▶ [PROBLEM TO WORK ON]
Copy the part of the Deliveroo article starting with "The president of" and going on through "to hide that.", swapping "PR stunt" for "publicity stunt".

▶ [TEXT FOR ANALYSIS]
- - - -

Deliveroo’s ‘Thank You Fund’ PR stunt
Georgina Andrews, is a member of the YCL’s Birmingham branch

Deliveroo riders are set to receive up to £10,000 from a £16m ‘thank you fund’ this year, however, it’s unknown when exactly pay outs are set to occur. Only a quarter of riders will receive any money.

Only riders that have worked with Deliveroo for at least a year and have completed 2,000 orders will receive money from the rider fund. The scale of the payments will depend on the number of orders that riders have completed, starting at £200 up to a maximum of £10,000. The mean payout per eligible rider is likely to be £440.

Nonetheless, 75% of riders will receive nothing. By pitting riders against each other, Deliveroo has gone on an all-out offensive to drive down payments per order, made successful by the fact that riders are desperate for a means to survive.

The chief executive of Deliveroo, Will Shu, admits that workers “have been central” to Deliveroo’s growth yet he continues to force riders to endure poverty pay with atrocious working conditions.

Deliveroo argues that their riders are self-employed, independent contractors and therefore are not entitled to the national minimum wage, holiday pay or pension contributions. Gig economy work loses any semblance of financial security that the traditional workforce has some grasp on and this precariousness has been used by Deliveroo and other courier firms to undermine terms and conditions won by trade unions to fire at will and exploit riders.

During the pandemic, riders have also had difficulty accessing the multimillion pound Rider Support Fund, which was meant to provide financial support for self-isolating riders.

The takeaway courier firm is also reserving £50m of shares for customers to apply for, accompanied by a planned £5 billion stock market flotation in London. Starting tomorrow (8 March 2021), any customer who has placed an order, can use the Deliveroo app to register their interest in applying for shares in the potential flotation. Up to £1,000 of shares is planned to be available for each customer. Due to riders not being employees, Deliveroo will not be giving riders shares.

Shu has undoubtedly benefitted from the pandemic with order volumes in the UK now double 2019 levels, the pandemic having accelerated consumer adoption of food-delivery services by almost three years. If the flotation goes ahead, this could mean that Shu will acquire many more millions on top of this.

This isn’t only a problem for Deliveroo workers but for every worker. In recent years, more firms, including the BBC and the NHS, are turning towards a contractualised workforce to deepen competition between workers and extract more profits.

The president of the IWGB union, which represents gig economy workers, has said the payouts do not atone for poor pay and conditions. Deliveroo are using a PR stunt to divert attention away from riders who have been exploited and ensure that customers believe they’re supporting ethical business practices so that profits don’t take a nosedive. Since capitalism’s inception, it has always sought new ways to further the exploitation of workers and this fund is a feeble attempt to hide that.

- - - -

▶ [GIVEN RECORDS]
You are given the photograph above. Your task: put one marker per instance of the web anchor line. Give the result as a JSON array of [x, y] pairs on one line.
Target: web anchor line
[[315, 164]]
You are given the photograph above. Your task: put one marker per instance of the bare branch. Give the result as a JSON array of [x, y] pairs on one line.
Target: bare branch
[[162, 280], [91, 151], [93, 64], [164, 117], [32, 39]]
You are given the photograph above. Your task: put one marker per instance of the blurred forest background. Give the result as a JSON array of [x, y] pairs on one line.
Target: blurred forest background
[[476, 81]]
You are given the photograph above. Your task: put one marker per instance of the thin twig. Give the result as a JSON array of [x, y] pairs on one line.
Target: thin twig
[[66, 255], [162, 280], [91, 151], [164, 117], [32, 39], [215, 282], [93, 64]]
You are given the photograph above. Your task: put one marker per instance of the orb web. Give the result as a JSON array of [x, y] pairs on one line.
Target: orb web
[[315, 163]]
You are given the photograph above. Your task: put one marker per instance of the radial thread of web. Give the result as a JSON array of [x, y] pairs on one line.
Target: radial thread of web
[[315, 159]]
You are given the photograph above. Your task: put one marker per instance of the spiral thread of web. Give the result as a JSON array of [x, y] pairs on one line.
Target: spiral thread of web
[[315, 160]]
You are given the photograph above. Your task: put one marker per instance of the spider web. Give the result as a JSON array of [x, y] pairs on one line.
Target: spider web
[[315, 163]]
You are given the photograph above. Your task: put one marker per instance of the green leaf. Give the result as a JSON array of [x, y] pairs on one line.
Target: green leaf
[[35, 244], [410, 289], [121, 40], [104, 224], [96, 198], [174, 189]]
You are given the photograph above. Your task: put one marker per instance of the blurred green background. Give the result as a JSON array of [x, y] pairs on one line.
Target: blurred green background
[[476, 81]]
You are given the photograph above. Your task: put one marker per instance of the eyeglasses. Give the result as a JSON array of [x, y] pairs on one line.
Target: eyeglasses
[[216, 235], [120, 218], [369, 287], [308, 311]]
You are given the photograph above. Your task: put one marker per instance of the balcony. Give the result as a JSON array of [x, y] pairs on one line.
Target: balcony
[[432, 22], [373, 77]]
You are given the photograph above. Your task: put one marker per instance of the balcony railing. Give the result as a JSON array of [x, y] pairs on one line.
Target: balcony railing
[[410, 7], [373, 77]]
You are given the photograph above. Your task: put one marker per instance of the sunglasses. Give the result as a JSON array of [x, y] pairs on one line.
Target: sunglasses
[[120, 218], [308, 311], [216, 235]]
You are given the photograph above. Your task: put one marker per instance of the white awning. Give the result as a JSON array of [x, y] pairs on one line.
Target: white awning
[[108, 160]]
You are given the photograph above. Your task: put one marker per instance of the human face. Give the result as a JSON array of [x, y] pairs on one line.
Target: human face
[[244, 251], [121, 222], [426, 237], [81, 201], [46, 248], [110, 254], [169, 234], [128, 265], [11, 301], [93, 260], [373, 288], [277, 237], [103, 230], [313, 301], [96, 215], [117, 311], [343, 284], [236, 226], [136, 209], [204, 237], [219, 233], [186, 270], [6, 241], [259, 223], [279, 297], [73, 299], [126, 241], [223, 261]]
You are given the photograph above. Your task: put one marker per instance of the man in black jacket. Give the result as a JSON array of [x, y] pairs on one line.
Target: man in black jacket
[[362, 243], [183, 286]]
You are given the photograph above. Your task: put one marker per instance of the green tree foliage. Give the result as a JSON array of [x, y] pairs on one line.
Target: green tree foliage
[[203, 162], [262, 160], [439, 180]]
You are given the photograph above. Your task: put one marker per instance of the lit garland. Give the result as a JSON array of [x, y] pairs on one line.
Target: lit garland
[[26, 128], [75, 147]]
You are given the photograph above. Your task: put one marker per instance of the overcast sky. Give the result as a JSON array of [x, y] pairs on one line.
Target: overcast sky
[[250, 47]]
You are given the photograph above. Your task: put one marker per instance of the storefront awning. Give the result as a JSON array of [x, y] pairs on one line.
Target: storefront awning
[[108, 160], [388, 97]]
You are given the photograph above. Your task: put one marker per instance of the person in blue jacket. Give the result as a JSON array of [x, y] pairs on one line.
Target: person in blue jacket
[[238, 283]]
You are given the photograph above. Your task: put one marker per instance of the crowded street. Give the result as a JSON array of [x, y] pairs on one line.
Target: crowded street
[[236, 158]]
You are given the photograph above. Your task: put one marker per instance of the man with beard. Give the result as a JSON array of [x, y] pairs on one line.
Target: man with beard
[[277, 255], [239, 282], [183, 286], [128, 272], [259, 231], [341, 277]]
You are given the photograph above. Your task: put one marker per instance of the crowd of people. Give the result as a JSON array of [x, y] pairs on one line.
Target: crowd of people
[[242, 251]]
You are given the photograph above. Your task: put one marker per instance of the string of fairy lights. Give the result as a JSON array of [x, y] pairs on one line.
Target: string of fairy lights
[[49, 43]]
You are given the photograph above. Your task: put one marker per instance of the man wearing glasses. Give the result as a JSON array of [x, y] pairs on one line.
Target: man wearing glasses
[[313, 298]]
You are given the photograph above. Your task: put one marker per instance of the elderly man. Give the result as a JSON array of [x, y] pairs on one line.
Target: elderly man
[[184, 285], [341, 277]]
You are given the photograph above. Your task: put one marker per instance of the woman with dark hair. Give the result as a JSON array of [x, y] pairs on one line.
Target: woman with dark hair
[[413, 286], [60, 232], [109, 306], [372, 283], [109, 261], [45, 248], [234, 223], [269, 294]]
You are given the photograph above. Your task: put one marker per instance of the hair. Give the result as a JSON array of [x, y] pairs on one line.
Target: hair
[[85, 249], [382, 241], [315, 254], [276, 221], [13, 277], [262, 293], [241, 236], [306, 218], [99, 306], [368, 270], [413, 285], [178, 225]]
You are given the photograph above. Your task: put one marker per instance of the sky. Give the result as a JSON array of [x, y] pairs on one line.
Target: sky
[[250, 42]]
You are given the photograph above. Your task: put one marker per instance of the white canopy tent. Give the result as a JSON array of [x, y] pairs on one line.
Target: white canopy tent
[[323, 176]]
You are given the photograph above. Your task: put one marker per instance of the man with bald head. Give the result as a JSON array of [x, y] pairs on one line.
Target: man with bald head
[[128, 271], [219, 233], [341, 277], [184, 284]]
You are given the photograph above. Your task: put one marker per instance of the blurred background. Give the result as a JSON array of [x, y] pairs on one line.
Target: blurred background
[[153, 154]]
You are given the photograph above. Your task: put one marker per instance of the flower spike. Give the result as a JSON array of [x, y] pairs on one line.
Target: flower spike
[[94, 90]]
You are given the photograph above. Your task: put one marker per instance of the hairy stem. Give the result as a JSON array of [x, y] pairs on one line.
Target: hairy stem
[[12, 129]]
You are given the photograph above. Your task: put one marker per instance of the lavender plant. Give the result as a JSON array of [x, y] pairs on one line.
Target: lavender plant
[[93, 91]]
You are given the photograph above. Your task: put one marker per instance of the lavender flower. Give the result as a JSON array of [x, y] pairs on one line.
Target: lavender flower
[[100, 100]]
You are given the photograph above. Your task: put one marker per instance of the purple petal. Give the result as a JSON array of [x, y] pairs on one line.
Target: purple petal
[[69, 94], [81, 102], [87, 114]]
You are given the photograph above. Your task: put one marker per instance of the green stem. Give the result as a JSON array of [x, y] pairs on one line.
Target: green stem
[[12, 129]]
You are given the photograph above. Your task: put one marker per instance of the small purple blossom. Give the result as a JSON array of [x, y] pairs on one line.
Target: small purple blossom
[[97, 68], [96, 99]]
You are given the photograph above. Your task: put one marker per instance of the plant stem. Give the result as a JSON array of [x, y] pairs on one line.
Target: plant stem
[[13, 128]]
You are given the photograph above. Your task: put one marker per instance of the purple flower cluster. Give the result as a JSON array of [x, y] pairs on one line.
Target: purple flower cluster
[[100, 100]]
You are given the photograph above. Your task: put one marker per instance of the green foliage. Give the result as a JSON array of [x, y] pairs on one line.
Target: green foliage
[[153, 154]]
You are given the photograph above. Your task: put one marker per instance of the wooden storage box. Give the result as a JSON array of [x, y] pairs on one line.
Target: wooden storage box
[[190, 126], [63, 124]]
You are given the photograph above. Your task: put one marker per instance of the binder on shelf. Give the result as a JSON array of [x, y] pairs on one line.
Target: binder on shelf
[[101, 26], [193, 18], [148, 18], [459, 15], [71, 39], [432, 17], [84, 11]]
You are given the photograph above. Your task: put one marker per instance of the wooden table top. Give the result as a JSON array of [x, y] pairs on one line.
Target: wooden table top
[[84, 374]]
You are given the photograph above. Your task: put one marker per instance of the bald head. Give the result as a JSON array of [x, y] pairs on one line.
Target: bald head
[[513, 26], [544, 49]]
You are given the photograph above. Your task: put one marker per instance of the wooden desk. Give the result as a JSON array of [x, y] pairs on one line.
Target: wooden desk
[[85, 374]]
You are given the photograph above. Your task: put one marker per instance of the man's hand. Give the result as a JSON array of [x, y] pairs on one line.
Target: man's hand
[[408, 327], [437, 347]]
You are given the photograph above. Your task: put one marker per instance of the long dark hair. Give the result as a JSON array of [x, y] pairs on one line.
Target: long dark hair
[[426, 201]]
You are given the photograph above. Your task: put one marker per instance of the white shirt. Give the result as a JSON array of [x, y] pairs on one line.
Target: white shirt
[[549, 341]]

- - - -

▶ [FINAL ANSWER]
The president of the IWGB union, which represents gig economy workers, has said the payouts do not atone for poor pay and conditions. Deliveroo are using a publicity stunt to divert attention away from riders who have been exploited and ensure that customers believe they’re supporting ethical business practices so that profits don’t take a nosedive. Since capitalism’s inception, it has always sought new ways to further the exploitation of workers and this fund is a feeble attempt to hide that.